WORK INSTRUCTIONS:
Copy out all of the data below word for word, without changing a thing.

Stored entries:

--- Start ---

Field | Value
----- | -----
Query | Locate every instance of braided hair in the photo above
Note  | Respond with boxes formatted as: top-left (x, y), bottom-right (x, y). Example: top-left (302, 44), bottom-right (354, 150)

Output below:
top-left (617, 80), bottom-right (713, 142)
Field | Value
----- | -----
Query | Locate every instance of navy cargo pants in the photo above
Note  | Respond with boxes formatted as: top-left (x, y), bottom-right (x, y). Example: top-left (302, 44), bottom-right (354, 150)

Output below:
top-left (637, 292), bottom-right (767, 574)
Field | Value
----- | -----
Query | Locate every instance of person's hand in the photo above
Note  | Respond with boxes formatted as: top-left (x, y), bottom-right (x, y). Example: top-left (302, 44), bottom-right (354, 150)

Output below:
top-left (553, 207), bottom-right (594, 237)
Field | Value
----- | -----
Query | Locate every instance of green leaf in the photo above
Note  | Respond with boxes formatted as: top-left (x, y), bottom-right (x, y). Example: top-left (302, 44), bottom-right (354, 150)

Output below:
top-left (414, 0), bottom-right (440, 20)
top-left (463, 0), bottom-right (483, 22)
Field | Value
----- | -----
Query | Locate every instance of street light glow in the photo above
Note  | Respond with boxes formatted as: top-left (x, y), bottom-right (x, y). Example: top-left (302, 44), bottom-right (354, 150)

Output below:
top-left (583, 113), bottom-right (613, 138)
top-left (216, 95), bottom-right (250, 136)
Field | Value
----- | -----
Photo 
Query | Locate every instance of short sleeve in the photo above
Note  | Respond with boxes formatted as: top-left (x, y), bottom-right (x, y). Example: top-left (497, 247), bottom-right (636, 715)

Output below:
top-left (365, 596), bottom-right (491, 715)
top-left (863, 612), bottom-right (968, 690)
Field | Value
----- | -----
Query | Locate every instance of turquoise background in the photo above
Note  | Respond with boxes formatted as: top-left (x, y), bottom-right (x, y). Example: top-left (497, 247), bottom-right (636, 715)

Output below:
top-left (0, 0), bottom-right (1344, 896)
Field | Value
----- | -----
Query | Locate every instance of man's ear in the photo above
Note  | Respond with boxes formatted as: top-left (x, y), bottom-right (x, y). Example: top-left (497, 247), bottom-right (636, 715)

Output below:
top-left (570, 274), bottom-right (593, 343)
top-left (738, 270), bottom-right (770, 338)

--- End ---

PROBLEM SOLUTION:
Field | Value
----- | -----
Query | Locate every instance of braided hair in the photo above
Note  | Respond with boxes formatted as: top-left (x, y), bottom-right (x, y). Example: top-left (302, 44), bottom-right (354, 150)

Output below:
top-left (617, 80), bottom-right (713, 142)
Field | Value
----- | -----
Query | Locate every instance of navy cargo pants in the photo above
Note  | Respond with boxes formatted as: top-left (x, y), bottom-right (x, y). Example: top-left (302, 44), bottom-right (354, 150)

Output below:
top-left (637, 292), bottom-right (767, 574)
Field | Value
----- | -----
Query | Locate every instance of person's hand in the photo above
Note  | Respond with boxes formatted as: top-left (x, y), bottom-right (x, y). Example: top-left (302, 44), bottom-right (354, 150)

Output below:
top-left (553, 207), bottom-right (594, 237)
Field | Value
----- | -----
Query | Locate every instance of green leaf in the photo above
Note  | Respond with boxes formatted as: top-left (x, y), bottom-right (x, y). Example: top-left (302, 44), bottom-right (354, 150)

Output below:
top-left (414, 0), bottom-right (440, 20)
top-left (463, 0), bottom-right (483, 22)
Field | Value
----- | -----
Query | Locate every instance of street light glow in the photo above
Note  | Respond with boxes formatted as: top-left (x, y), bottom-right (x, y). Example: top-left (302, 44), bottom-right (354, 150)

Output below:
top-left (583, 113), bottom-right (613, 138)
top-left (216, 95), bottom-right (250, 136)
Field | Value
----- | -----
Photo 
Query | Locate every instance of short sleeve in the photo above
Note  | Respond with boxes formatted as: top-left (x, y), bottom-right (x, y). Example: top-left (497, 247), bottom-right (636, 715)

Output below:
top-left (365, 596), bottom-right (491, 715)
top-left (863, 612), bottom-right (968, 690)
Field | Value
----- | -----
Query | Locate every instance of turquoise background in the photo above
Note  | Respond with boxes formatted as: top-left (x, y), bottom-right (x, y). Example: top-left (497, 247), bottom-right (636, 715)

Output below:
top-left (0, 0), bottom-right (1344, 896)
Field | Value
----- | -----
Query | Locate every instance of man's ear in the photo above
Note  | Respond with boxes formatted as: top-left (x, y), bottom-right (x, y). Example: top-left (497, 247), bottom-right (636, 715)

Output below:
top-left (570, 274), bottom-right (593, 343)
top-left (738, 270), bottom-right (770, 338)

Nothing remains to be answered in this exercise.